Excerpt to read —
A Q&A with Janet Poole on Modernist Literature in Korea

The following is an interview with Janet Poole, author of When the Future Disappears: The Modernist Imagination in Late Colonial Korea.

Q: Your book deals with an extraordinary group of writers working in Korea at the height of Japanese occupation during the Asia-Pacific War. How did you first become interested in their work?

JP: When I was first studying Korean and living in Seoul, there were these uncanny ways in which the colonial past seemed to exert an ongoing effect in the present. For instance, old people would come up to me in the street, when I was standing at a bus stop for example, and start talking to me in Japanese. Luckily I had learnt Japanese and could answer! But what really intrigued me was that they would not be surprised when I answered them in Japanese, but would just carry on having a regular conversation with me. This had never happened to me in Japan. I became interested in the history of colonialism and especially the ways in which it left traces in language and language use. Naturally—as a fiction lover—I started to read novels and short stories from that time. I had learnt that colonial occupation had been brutal and, most of all, that it had prevented Koreans writing in Korean, especially as the Asia-Pacific War intensified. But when I picked up books of canonical short stories—the best loved in the nation and the like—so many of them were written in the late 1930s. It seemed such a contradiction that the stories most heralded still today had been written when supposedly Koreans had the least possibilities for expression. That’s what got me interested.

Dataset extract —
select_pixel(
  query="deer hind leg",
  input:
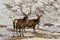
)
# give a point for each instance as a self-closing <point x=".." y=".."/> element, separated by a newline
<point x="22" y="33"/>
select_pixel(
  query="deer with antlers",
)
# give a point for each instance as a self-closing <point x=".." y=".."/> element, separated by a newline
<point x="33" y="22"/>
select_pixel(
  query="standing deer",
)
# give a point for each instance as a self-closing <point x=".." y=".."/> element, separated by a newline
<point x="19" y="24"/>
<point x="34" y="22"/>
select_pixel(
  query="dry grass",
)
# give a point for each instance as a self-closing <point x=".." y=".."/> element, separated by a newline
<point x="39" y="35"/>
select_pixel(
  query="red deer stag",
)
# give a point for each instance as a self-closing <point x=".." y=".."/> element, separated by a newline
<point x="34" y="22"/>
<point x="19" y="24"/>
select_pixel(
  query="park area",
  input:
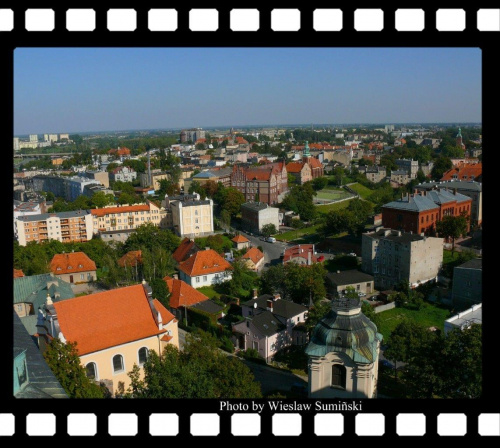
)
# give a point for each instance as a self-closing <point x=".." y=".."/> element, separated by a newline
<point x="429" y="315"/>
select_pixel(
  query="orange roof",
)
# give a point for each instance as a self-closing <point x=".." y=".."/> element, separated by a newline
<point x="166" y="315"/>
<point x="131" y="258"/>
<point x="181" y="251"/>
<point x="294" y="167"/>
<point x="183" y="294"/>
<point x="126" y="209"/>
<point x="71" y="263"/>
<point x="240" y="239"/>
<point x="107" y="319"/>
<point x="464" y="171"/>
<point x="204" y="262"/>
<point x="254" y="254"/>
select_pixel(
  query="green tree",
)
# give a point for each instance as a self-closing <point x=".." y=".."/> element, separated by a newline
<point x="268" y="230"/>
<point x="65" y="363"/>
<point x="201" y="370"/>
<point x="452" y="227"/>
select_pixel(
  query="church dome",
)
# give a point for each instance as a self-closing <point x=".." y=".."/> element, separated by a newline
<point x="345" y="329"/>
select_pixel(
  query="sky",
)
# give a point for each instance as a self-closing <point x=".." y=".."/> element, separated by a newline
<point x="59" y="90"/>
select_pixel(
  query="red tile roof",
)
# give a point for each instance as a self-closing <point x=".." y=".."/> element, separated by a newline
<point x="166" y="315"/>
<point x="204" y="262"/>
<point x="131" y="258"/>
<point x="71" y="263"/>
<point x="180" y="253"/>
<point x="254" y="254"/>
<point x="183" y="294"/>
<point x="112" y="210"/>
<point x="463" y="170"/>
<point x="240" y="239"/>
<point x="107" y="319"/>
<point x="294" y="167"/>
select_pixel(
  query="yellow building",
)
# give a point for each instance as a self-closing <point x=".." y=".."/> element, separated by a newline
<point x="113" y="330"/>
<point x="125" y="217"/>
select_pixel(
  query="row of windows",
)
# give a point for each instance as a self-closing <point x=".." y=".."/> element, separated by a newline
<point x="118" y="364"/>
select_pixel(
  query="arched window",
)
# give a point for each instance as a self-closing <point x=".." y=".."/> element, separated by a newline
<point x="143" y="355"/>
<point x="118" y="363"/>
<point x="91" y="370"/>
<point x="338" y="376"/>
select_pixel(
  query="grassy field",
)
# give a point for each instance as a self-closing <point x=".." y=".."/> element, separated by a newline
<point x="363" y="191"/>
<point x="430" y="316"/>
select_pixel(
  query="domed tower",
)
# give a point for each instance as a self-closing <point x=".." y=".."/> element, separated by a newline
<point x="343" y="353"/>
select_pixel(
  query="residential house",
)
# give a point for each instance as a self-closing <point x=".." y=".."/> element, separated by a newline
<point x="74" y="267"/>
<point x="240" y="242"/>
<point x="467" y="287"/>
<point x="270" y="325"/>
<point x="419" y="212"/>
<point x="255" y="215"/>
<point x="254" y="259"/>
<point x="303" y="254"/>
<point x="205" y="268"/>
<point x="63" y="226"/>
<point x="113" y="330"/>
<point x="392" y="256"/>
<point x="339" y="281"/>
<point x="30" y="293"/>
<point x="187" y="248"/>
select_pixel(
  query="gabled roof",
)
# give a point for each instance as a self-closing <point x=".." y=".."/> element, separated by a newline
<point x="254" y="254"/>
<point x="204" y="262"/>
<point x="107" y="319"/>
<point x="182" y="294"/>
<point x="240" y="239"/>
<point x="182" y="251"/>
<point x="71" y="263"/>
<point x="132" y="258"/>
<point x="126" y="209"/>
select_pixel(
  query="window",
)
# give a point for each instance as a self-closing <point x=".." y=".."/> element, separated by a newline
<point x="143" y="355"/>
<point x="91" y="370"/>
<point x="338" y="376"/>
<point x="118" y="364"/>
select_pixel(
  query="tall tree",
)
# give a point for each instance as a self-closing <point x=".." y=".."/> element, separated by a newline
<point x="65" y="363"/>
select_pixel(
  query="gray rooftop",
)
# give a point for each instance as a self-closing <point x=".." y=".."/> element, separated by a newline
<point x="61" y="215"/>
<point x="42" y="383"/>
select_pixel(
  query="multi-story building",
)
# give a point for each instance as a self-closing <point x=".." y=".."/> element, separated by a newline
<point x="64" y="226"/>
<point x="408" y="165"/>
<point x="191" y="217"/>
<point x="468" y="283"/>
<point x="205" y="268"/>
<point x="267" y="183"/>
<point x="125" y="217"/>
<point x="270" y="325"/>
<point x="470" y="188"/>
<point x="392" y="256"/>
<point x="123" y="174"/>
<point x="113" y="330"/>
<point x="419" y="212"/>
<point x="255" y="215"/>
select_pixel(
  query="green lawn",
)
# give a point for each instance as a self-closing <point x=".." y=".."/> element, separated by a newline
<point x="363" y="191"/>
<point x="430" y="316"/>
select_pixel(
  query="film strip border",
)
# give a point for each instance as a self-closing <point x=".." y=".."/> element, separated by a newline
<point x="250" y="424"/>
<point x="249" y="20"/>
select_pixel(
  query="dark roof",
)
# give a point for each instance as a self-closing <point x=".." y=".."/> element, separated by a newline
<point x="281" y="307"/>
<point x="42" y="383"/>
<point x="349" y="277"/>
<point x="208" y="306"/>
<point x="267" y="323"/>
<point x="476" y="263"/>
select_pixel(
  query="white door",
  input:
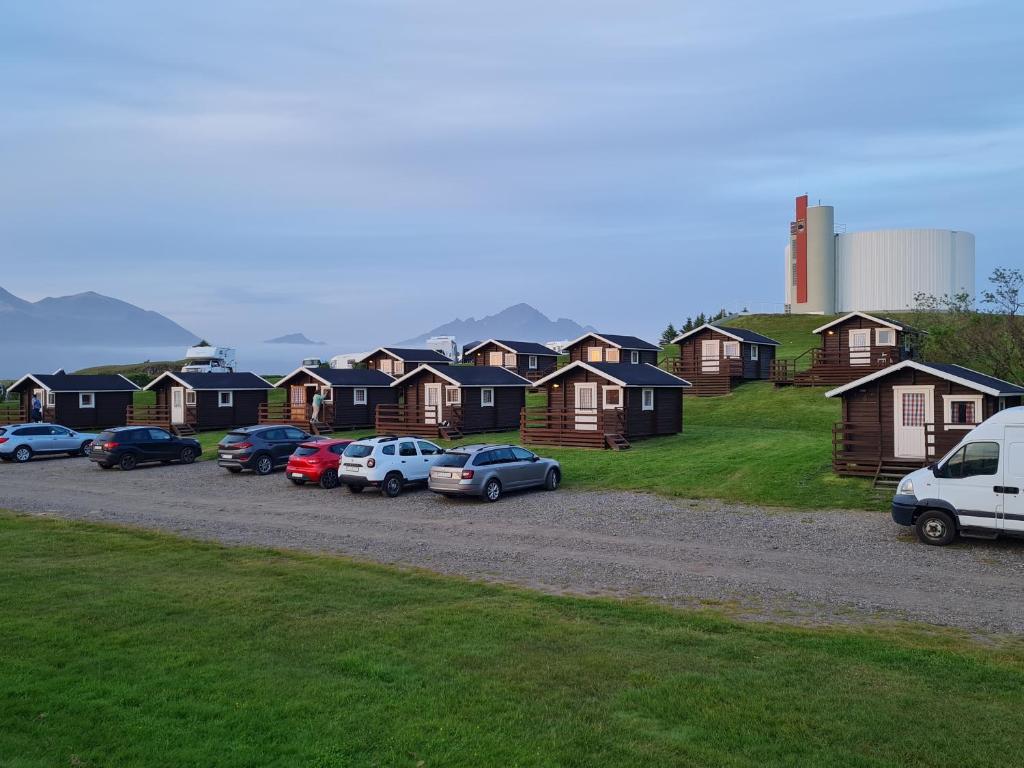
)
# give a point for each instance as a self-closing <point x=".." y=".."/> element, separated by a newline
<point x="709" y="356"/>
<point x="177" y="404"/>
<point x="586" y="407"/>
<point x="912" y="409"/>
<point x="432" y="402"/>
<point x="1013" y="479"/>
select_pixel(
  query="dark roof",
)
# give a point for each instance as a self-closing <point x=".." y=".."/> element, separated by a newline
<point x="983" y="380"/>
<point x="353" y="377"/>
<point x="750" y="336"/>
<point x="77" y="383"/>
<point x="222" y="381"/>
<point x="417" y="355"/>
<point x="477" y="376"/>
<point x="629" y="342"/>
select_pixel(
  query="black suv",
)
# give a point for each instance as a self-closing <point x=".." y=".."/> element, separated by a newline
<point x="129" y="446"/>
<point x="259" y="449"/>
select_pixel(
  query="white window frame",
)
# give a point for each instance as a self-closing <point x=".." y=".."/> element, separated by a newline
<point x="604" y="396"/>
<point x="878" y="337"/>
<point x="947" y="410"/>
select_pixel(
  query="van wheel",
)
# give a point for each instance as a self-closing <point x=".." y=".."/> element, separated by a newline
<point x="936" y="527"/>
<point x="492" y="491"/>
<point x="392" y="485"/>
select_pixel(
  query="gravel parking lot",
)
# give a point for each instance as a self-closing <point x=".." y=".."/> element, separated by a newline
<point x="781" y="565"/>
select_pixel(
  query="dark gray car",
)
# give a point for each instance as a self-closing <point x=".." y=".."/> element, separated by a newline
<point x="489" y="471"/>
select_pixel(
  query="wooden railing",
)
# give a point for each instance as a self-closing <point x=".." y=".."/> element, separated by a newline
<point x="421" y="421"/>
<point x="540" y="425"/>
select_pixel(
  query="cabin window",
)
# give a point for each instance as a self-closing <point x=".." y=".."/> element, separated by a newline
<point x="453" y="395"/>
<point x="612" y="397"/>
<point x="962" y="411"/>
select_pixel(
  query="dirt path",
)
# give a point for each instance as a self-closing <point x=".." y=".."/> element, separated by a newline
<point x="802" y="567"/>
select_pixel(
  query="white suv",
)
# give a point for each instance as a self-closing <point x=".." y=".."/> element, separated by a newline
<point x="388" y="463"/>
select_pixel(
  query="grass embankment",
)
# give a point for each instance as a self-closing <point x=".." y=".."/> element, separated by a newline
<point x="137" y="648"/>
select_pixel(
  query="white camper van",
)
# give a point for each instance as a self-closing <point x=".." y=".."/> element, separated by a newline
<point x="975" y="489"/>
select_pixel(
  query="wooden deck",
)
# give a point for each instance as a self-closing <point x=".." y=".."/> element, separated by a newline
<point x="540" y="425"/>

What to do —
[1] Pick out each line in the entries that contains the string "white", matching case exactly, and copy those lines.
[2] Continue the interview with Janet Poole on Korean modernist literature from its last sentence.

Answers for the tasks —
[1]
  query="white door",
  query="white window frame",
  query="white suv",
  query="white camper van",

[2]
Q: And when you did read those stories, what was your impression?

JP: I guess the first thing that struck me was that the incredible violence of that period did not appear directly in its fiction, at least not on the surface. But neither did it seem entirely absent. There were many stories set entirely in the home with bickering couples and neurotic protagonists. They seemed almost claustrophobic, as if something outside the home, and outside the story, were exerting pressure. There were also idealized portrayals of country life that showed no trace at all of colonial development. Japanese characters, for example, hardly ever appeared. I found it hard to make sense of the stories. I started to think more about how we read fiction written under constrained circumstances. About how what was absent could be equally formative. And about how evasive phrases might hold a wealth of meaning. And I started to think about the filters through which particular stories were coming to me. Many of the works I ended up discussing are not those contained in the collections of canonical short stories, but are rather less well known. Some of them were actually written in Japanese, the imperial language, and have been highly criticized or ignored as such.

Q: You write in your introduction that many of the works you discuss have been subjected to multiple levels of censorship due to their association with colonial history but also due to the Cold War. In fact, many of the writers in your book ended up moving to North Korea after liberation.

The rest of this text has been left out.